* _Stated goal_
Reproduce the following text on data orchestration in full, word for word and without any alteration.

* _Document extract_
━━━━━━━━
What is misunderstood about this process is that there is so much more to reliably and efficiently releasing data into production than simply writing the execution code within a python repository with workflow orchestration logic.
There is the CI/CD for that code. There is then the CI/CD for the data. There is alerting, the gathering of metadata / ensuring data is collected, lineage, and so on and so forth. A brief tour of the Modern Data Stack or “MDS” instructs the practitioner to purchase multiple tools for these purposes.
This presents an interesting problem statement for intellectual proponents of the data industry, who believe that software best practices can be copied one-for-one and printed upon data professionals. If that’s the case, then why is data orchestration so complicated? And why do the so-called “experts” advocate the purchase of dozens of tools for data practitioners?
Data Orchestration: a brief history, what it is and why it matters
Before diving into its misunderstood nature, it’s helpful to understand the function of data orchestration from base principles, as well as its history.
━━━━━━━━
* _Entries shown_
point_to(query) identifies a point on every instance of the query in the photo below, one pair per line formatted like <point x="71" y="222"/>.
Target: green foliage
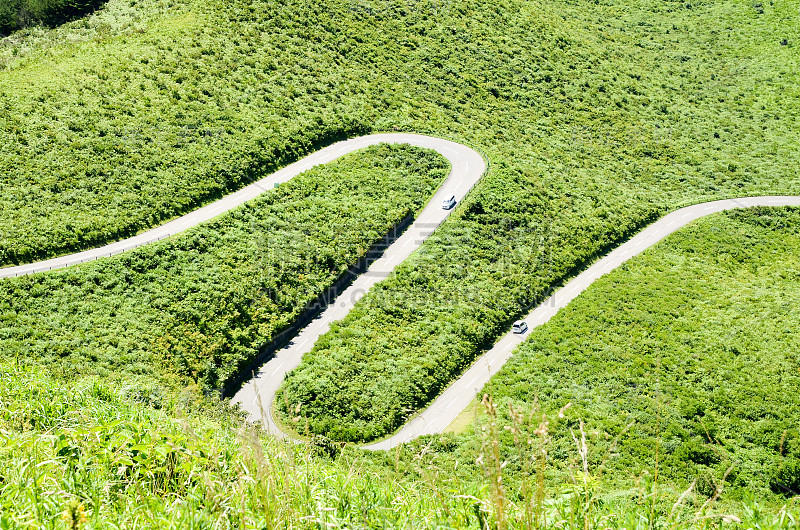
<point x="592" y="131"/>
<point x="196" y="307"/>
<point x="80" y="454"/>
<point x="685" y="359"/>
<point x="16" y="14"/>
<point x="595" y="117"/>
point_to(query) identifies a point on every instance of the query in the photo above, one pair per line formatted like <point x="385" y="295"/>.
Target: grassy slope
<point x="597" y="119"/>
<point x="725" y="281"/>
<point x="196" y="307"/>
<point x="594" y="117"/>
<point x="692" y="346"/>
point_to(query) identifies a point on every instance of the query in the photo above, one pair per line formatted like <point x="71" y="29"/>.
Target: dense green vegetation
<point x="685" y="359"/>
<point x="676" y="371"/>
<point x="197" y="306"/>
<point x="594" y="133"/>
<point x="17" y="14"/>
<point x="91" y="455"/>
<point x="595" y="117"/>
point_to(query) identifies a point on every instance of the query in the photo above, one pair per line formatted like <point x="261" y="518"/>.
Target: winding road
<point x="467" y="166"/>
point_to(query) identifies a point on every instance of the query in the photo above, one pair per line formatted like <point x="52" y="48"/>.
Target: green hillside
<point x="595" y="117"/>
<point x="651" y="386"/>
<point x="684" y="360"/>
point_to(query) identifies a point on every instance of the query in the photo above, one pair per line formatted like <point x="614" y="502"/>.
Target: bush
<point x="18" y="14"/>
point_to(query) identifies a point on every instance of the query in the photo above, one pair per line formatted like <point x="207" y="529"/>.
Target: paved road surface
<point x="467" y="167"/>
<point x="460" y="393"/>
<point x="256" y="395"/>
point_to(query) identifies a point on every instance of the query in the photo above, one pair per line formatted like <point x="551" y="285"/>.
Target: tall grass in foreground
<point x="89" y="456"/>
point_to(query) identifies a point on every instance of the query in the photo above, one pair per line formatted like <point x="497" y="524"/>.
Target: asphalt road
<point x="467" y="166"/>
<point x="256" y="396"/>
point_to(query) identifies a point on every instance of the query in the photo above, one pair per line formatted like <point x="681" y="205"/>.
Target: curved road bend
<point x="467" y="167"/>
<point x="460" y="393"/>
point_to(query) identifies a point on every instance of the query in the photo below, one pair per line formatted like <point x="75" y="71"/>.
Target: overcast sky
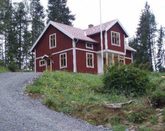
<point x="126" y="11"/>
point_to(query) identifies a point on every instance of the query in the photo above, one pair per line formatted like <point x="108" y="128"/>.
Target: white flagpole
<point x="101" y="38"/>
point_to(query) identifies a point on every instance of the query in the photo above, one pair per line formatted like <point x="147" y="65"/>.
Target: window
<point x="52" y="41"/>
<point x="121" y="59"/>
<point x="63" y="60"/>
<point x="42" y="62"/>
<point x="89" y="60"/>
<point x="89" y="45"/>
<point x="115" y="38"/>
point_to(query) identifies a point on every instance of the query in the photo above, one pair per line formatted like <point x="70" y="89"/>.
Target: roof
━━━━━━━━
* _Worked answer_
What is misunderstood about this process is that there is so much more to reliably and efficiently releasing data into production than simply writing the execution code within a python repository with workflow orchestration logic.
There is the CI/CD for that code. There is then the CI/CD for the data. There is alerting, the gathering of metadata / ensuring data is collected, lineage, and so on and so forth. A brief tour of the Modern Data Stack or “MDS” instructs the practitioner to purchase multiple tools for these purposes.
This presents an interesting problem statement for intellectual proponents of the data industry, who believe that software best practices can be copied one-for-one and printed upon data professionals. If that’s the case, then why is data orchestration so complicated? And why do the so-called “experts” advocate the purchase of dozens of tools for data practitioners?
Data Orchestration: a brief history, what it is and why it matters
Before diving into its misunderstood nature, it’s helpful to understand the function of data orchestration from base principles, as well as its history.